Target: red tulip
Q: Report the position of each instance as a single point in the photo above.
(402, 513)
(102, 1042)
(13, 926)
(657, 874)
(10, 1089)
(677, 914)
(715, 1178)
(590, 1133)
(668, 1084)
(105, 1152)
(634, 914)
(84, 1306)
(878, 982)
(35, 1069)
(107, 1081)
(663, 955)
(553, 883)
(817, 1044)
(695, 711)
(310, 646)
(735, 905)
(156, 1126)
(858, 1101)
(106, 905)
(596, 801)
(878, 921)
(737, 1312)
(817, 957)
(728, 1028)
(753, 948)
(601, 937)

Your task ::
Format the lines above as a Markdown table with the columns Row and Value, putting a sequential row number in Row and the full line in Value. Omit blank lines.

Solved exercise ::
| Row | Value |
|---|---|
| 1 | Target: red tulip |
| 2 | Q: Report the position of each instance as a single point in the photo above. |
| 3 | (402, 513) |
| 4 | (102, 1042) |
| 5 | (13, 926) |
| 6 | (657, 874) |
| 7 | (10, 1089) |
| 8 | (677, 914) |
| 9 | (715, 1178) |
| 10 | (590, 1133) |
| 11 | (668, 1084) |
| 12 | (105, 1152) |
| 13 | (634, 914) |
| 14 | (84, 1306) |
| 15 | (878, 982) |
| 16 | (35, 1069) |
| 17 | (107, 1081) |
| 18 | (663, 955) |
| 19 | (553, 883) |
| 20 | (817, 1044) |
| 21 | (695, 711) |
| 22 | (310, 646) |
| 23 | (735, 905) |
| 24 | (156, 1126) |
| 25 | (858, 1101) |
| 26 | (106, 905) |
| 27 | (596, 801) |
| 28 | (878, 921) |
| 29 | (737, 1312) |
| 30 | (817, 957) |
| 31 | (728, 1028) |
| 32 | (753, 948) |
| 33 | (601, 937) |